Do this
In the material below, copy out word for word the lines that begin with the line containing "of the small" and run through the last line of the material.

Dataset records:
------------------------------
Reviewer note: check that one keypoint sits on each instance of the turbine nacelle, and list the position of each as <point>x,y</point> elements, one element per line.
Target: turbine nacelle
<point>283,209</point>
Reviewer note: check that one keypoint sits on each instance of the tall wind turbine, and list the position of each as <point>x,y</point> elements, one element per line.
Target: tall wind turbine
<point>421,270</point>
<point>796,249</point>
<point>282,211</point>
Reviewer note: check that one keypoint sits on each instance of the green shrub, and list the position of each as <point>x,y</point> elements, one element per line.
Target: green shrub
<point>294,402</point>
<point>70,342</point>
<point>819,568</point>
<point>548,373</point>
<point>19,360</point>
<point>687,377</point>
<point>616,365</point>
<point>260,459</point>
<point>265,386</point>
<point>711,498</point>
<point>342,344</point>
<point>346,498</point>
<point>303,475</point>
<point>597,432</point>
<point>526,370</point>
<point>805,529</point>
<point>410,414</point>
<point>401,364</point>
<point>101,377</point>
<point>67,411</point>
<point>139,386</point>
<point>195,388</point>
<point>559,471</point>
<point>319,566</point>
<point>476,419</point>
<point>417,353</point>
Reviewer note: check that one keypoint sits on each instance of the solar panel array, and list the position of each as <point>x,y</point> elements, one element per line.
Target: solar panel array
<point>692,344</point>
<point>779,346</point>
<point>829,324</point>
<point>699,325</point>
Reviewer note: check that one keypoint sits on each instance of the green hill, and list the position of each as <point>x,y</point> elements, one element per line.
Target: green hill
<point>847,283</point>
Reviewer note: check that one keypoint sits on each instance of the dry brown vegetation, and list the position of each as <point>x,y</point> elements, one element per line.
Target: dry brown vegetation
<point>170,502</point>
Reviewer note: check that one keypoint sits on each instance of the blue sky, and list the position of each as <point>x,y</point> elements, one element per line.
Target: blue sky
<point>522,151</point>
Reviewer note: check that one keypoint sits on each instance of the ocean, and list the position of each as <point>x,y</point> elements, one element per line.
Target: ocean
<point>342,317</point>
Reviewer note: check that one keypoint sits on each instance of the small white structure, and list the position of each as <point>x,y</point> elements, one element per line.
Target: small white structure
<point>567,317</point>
------------------------------
Solved exercise
Reviewer note: check that one keypoint sits on each instance of the small white structure, and list the position of each as <point>x,y</point> elements, one element per line.
Target: small white structure
<point>567,317</point>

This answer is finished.